Extract provided:

· · · · · · ·

Tax Updates

 
Taxes, Wealth Management August 7, 2018

Tax Updates

We discussed the Tax Cuts and Jobs Act in a previous blog post, but six months after the bill took effect, there are still parts of the new tax law that need clarification as small businesses, home owners and tax professionals await guidance from the IRS.

1) Pass through Deductions

The general consensus is that the tax changes have been well received by U.S. corporations as the top corporate tax rate was reduced to 21% from 35%. But for non-corporate businesses known as “pass-throughs”—S-corporations, partnerships, LLC’s or sole proprietorships—the effect is less clear. The new tax law establishes a deduction of up to 20% of qualified business income generally defined as the net amount of qualified items of income, gain, deduction, and loss from any qualified business. Business income does not include investment income, guaranteed payments and reasonable compensation income from the business. Business owners that provide personal services (except engineers and architects) are not eligible for the deduction unless their income is below certain thresholds. A single taxpayer with taxable income of $157,500 or less ($315,000 or less for married couples filing jointly) will be entitled to the full 20% deduction, subject to the taxable income limit.

The pass-through deduction, which expires in 2026, is quite complicated, leaving business owners unclear exactly how to calculate it and wondering how the IRS will police it. There is a growing urgency for the guidance to be issued as soon as possible, so that businesses can plan to take advantage of the deduction.

2) Real estate deductions

The new tax prohibits interest deductions for home equity loans, unless the funds are used for home improvements. In the past, homeowners could borrow up to $100,000 of home equity debt for any purpose, including paying for college, paying down debt, or buying a new car and then deduct the interest on the loan. Those transactions no longer qualify for an interest deduction. As of 2018, the law states that interest on home equity loans is deductible only if the money is used to “buy, build, or substantially improve” one’s home. There is no guidance yet from the IRS about what counts as a substantial improvement.

· · · · · · ·

Task goal:
Please return the passage of the tax updates post word for word, starting with "Taxes, Wealth Management" and going on through "from the IRS.". Rely on the tax updates post and nothing else.

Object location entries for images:
· · · · · · ·

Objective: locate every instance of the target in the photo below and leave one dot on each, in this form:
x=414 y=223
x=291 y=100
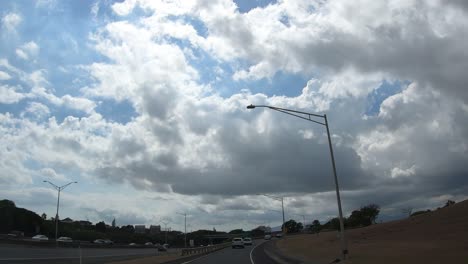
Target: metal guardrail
x=201 y=250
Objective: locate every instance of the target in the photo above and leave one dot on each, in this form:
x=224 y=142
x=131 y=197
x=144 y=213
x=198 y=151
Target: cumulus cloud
x=210 y=154
x=10 y=21
x=4 y=76
x=27 y=50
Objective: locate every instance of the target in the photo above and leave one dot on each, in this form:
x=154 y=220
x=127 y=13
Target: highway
x=16 y=254
x=249 y=255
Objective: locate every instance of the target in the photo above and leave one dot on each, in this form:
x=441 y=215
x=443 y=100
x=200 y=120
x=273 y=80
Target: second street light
x=308 y=117
x=185 y=224
x=281 y=199
x=59 y=189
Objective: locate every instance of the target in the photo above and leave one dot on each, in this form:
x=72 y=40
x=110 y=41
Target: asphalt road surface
x=17 y=254
x=249 y=255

· · · · · · ·

Full answer:
Taxes, Wealth Management August 7, 2018

Tax Updates

We discussed the Tax Cuts and Jobs Act in a previous blog post, but six months after the bill took effect, there are still parts of the new tax law that need clarification as small businesses, home owners and tax professionals await guidance from the IRS.